▶ **AVAILABLE DATA**:
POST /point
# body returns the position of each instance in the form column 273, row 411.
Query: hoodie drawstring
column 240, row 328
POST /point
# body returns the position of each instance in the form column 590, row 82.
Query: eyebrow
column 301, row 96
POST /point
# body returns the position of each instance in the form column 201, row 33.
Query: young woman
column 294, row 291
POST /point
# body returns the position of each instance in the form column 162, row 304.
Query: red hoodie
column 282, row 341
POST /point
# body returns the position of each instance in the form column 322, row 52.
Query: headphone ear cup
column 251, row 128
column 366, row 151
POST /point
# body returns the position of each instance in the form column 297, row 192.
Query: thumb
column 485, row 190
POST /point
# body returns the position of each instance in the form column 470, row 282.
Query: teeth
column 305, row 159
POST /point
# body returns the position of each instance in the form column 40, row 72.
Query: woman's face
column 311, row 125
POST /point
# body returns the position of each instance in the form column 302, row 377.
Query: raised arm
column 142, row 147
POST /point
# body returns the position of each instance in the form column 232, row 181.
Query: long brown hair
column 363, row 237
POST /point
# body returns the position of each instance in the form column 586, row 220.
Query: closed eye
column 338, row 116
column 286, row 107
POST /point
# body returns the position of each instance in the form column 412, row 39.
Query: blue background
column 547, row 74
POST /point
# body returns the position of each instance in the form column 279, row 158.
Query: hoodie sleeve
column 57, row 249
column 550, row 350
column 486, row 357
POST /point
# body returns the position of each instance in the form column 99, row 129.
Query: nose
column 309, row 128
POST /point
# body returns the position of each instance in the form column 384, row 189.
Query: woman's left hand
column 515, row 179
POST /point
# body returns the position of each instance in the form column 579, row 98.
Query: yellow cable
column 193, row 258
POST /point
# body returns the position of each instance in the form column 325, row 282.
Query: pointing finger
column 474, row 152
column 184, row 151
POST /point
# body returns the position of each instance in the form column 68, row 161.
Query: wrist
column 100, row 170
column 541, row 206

▶ **PROBLEM DETAILS**: Each line above should be copied exactly, with no line missing.

▶ **TASK SOLUTION**:
POST /point
# body returns the position of each instance in the form column 273, row 411.
Query: hoodie drawstring
column 240, row 328
POST /point
# body returns the position of each instance in the form column 590, row 82.
Query: eyebrow
column 301, row 96
POST /point
# body returns the position of each instance in the form column 201, row 33.
Query: young woman
column 294, row 291
POST /point
# body returns the position of each instance in the form column 162, row 304.
Query: red hoodie
column 282, row 341
POST /point
# body returns the position of each instance in the form column 322, row 52.
Query: headphone ear cup
column 251, row 128
column 366, row 151
POST /point
# body returns the position of each instance in the form column 297, row 192.
Query: thumb
column 485, row 190
POST /point
# body returns the position of each instance in the form column 470, row 282.
Query: teeth
column 305, row 159
POST /point
# body returns the position of each instance in the form column 40, row 72.
Query: woman's face
column 311, row 125
POST /point
# body returns the position of each instance in the form column 302, row 377.
Query: raised arm
column 142, row 147
POST /point
# body returns the position of each instance in the form column 232, row 181.
Query: long brown hair
column 363, row 237
POST /point
# body returns the position of each instance in the form column 586, row 220.
Query: closed eye
column 338, row 116
column 286, row 107
POST /point
# body returns the position of each instance in the form column 412, row 39.
Query: blue background
column 547, row 74
POST /point
# body returns the position of each instance in the form column 279, row 158.
Query: hoodie sleeve
column 57, row 249
column 550, row 350
column 486, row 357
POST /point
# body returns the position of each instance in the form column 99, row 129.
Query: nose
column 309, row 128
POST /point
# body returns the position of each instance in the form column 384, row 189.
Query: woman's left hand
column 515, row 179
POST /point
# body returns the position of each instance in the form column 579, row 98.
Query: yellow cable
column 193, row 258
POST /point
# body returns the position of each instance in the form column 325, row 282.
Query: pointing finger
column 474, row 152
column 184, row 151
POST /point
# body returns the position of each instance in the form column 68, row 161.
Query: wrist
column 100, row 170
column 541, row 206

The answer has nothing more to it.